_Record set:_
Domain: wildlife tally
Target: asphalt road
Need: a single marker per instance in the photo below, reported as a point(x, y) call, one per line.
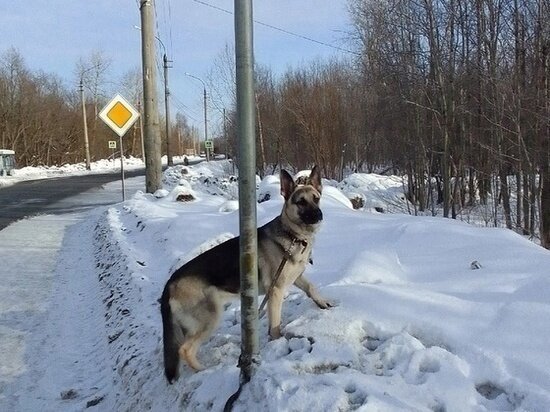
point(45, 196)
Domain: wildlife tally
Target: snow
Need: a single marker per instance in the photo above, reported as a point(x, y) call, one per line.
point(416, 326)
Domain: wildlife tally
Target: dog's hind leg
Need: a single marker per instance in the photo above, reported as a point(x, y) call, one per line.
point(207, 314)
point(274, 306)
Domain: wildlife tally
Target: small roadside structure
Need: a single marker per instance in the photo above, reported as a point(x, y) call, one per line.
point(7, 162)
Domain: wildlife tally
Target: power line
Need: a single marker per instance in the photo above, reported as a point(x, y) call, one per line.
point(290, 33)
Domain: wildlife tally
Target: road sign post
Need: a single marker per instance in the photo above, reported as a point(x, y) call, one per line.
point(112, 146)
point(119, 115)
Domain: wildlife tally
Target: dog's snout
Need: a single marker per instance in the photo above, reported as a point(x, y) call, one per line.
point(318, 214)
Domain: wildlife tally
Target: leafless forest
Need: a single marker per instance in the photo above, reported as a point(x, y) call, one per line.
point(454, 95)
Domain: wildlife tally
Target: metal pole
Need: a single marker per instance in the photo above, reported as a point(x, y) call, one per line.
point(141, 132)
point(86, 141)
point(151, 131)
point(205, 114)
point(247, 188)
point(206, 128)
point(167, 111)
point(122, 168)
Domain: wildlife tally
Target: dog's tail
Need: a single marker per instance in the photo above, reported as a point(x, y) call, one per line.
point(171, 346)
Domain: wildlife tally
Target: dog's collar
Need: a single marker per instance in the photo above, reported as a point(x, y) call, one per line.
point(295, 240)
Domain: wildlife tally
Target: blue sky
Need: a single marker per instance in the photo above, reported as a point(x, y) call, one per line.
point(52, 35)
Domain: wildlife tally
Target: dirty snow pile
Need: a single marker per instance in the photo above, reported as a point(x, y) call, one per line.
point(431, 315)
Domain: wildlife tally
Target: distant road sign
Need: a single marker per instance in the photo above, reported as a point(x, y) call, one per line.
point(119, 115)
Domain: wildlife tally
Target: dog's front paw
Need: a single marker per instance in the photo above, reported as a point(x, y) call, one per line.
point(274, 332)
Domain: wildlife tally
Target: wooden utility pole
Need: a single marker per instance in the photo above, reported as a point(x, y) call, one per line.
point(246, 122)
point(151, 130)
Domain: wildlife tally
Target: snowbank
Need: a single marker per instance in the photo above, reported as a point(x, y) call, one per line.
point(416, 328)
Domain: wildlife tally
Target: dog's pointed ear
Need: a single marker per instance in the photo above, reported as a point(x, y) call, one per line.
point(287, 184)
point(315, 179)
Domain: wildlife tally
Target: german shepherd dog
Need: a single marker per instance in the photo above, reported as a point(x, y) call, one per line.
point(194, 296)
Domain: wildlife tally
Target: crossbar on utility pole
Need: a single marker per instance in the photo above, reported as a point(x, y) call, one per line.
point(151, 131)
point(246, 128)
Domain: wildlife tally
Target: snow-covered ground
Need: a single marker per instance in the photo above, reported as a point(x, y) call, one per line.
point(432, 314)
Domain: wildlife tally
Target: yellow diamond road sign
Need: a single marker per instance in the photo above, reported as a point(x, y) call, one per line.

_Given request:_ Copy out all of the data above, switching every "wildlife tally" to "animal count" and keeping everything else the same. Leave the pictures out of your answer.

_Response to the exercise:_
Domain: animal count
Target: asphalt road
Need: a single marker per instance in the photo below, reported as a point(x, y) call, one per line.
point(45, 196)
Domain: animal count
Target: snow
Need: a single marker per instance in the photo above, reported as a point(x, y) call, one per line.
point(416, 326)
Domain: animal count
Target: dog's hind leg
Need: a single marker per instance in the photo above, reported as a point(x, y) call, one per line.
point(207, 314)
point(274, 306)
Domain: animal count
Target: small roadside structure
Need: a single marker per instance in the photo above, reported as a point(x, y) call, one per line.
point(7, 162)
Domain: animal count
Target: power line
Need: a single marker per instance in the photo above, reported as a point(x, y) call, one per line.
point(290, 33)
Domain: animal count
Target: road sign post
Need: a single marker per instance in the photo above, reported as a point(x, y) call, one per line.
point(112, 146)
point(119, 115)
Domain: animal count
Target: dog's snout
Need: a single marker per instance in the photo above, reported as a point(x, y) call, one per line.
point(318, 214)
Domain: animal count
Target: leafless forest
Need: a single marker per instance in the photo above, reported as a point(x, y) call, one per line.
point(454, 95)
Domain: animal count
Target: metal pole
Need: a single marker per instance in the photo above, reported as a point(x, y) call, one per line.
point(141, 132)
point(86, 141)
point(151, 131)
point(205, 114)
point(247, 188)
point(206, 128)
point(167, 111)
point(122, 168)
Domain: animal count
Target: dog's tail
Need: a single marker per instance in the photo above, reported as a point(x, y) call, one per line.
point(171, 346)
Domain: animal count
Target: dog's collar
Need: a single marker per instance in the photo above, reported as a point(x, y) call, one per line.
point(295, 240)
Domain: animal count
Target: blue sky
Need: a single marker per instance in the photo above, reported as a point(x, y) call, one per line.
point(52, 35)
Domain: animal count
Target: dirty snow pile
Need: a single marker per instance in the photo above, reported as a point(x, y) call, one per line.
point(431, 315)
Domain: animal count
Target: distant road sign
Need: a single marker per instance in the photo above, reported as a point(x, y) call, one per line.
point(119, 115)
Domain: animal count
Target: dog's front paw
Need: a single marker per instance in the photo above, reported as a point(x, y) call, one per line.
point(274, 332)
Domain: animal count
Target: wooden utility pole
Need: a single marker per instance in the photo above, reported as a point(x, y) call, one per line.
point(246, 122)
point(151, 130)
Domain: animal count
Target: snowbank
Need: a single marker per instance in the photo above, reported as a point(x, y) call, one per line.
point(416, 328)
Domain: animal count
Target: dog's pointed ear
Need: a single marker per instance in the photo above, reported as a point(x, y) call, one per line.
point(287, 184)
point(315, 179)
Domain: animal count
Target: german shepherd dog
Need: a single marker per instance in the photo above, reported as a point(x, y) call, one per line.
point(194, 296)
Domain: animal count
Target: crossbar on utility pole
Need: a single marker per instance in the photo above, reported as a point(x, y) call, one per line.
point(151, 131)
point(246, 128)
Domain: animal count
Target: snow-covered ground
Need: a single marker per instance in the photo above, reported as a point(x, y) call, one per line.
point(432, 314)
Domain: animal count
Target: yellow diamond road sign
Need: a single marker per instance in the photo above, reported as a point(x, y) call, one per line.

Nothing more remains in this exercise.